TASK ITEM:
Wherever a line of the data contains "like", copy that line.

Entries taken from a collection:
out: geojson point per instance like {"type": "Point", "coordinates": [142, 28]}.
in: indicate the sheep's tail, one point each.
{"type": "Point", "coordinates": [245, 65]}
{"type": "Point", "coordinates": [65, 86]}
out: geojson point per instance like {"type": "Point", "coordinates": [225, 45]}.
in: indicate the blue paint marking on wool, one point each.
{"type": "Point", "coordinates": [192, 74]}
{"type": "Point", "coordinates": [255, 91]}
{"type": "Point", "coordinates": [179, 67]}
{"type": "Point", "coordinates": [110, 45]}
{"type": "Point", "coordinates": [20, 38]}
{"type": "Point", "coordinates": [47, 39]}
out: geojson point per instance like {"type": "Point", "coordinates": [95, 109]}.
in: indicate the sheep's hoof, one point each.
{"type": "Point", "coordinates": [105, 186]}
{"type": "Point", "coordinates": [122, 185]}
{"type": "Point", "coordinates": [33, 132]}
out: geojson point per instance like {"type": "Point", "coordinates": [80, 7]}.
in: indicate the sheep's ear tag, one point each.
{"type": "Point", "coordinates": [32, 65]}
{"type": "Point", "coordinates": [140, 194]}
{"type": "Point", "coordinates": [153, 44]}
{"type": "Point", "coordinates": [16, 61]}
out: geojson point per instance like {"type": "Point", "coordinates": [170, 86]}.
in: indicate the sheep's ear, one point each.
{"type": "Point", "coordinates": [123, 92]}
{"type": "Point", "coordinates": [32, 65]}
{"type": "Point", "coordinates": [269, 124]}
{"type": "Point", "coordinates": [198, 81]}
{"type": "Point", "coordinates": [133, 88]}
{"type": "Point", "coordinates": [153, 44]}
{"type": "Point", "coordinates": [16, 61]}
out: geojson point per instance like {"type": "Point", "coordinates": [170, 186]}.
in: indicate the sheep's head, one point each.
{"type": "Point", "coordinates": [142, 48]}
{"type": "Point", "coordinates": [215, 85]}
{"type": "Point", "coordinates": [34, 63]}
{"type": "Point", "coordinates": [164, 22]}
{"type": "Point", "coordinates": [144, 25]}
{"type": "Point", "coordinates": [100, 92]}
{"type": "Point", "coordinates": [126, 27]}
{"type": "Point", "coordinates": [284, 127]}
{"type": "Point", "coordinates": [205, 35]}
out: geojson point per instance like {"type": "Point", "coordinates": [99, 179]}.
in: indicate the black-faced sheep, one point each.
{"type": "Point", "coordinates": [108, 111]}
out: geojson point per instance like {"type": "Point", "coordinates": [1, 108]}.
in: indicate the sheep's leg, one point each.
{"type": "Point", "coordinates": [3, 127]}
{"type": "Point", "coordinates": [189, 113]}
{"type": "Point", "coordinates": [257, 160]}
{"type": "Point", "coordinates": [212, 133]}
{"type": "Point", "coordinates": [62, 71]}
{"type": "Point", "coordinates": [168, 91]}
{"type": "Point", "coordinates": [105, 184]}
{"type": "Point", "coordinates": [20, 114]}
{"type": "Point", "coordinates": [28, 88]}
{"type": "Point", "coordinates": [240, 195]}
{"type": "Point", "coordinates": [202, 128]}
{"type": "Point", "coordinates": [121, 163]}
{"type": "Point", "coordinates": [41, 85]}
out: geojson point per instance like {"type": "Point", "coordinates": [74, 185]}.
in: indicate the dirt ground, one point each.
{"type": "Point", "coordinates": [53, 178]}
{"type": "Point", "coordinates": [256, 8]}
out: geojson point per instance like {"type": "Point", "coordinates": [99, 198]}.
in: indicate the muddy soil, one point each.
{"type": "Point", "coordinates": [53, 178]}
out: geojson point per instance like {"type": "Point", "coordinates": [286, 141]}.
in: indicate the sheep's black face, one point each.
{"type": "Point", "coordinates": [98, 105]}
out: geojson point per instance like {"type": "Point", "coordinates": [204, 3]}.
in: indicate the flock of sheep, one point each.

ANSWER FOR THE TASK:
out: geojson point per instance like {"type": "Point", "coordinates": [142, 28]}.
out: geojson point per instance like {"type": "Point", "coordinates": [225, 45]}.
out: geojson point per instance like {"type": "Point", "coordinates": [95, 109]}.
out: geojson point per instance like {"type": "Point", "coordinates": [80, 7]}.
out: geojson point per instance like {"type": "Point", "coordinates": [170, 86]}.
out: geojson point per instance like {"type": "Point", "coordinates": [170, 186]}.
out: geojson point per instance like {"type": "Point", "coordinates": [99, 179]}.
out: geojson point per instance like {"type": "Point", "coordinates": [1, 108]}.
out: geojson point per instance like {"type": "Point", "coordinates": [74, 185]}.
out: geojson point per instance like {"type": "Point", "coordinates": [99, 198]}.
out: geojson point per instance like {"type": "Point", "coordinates": [286, 141]}.
out: geojson point per instance like {"type": "Point", "coordinates": [204, 3]}.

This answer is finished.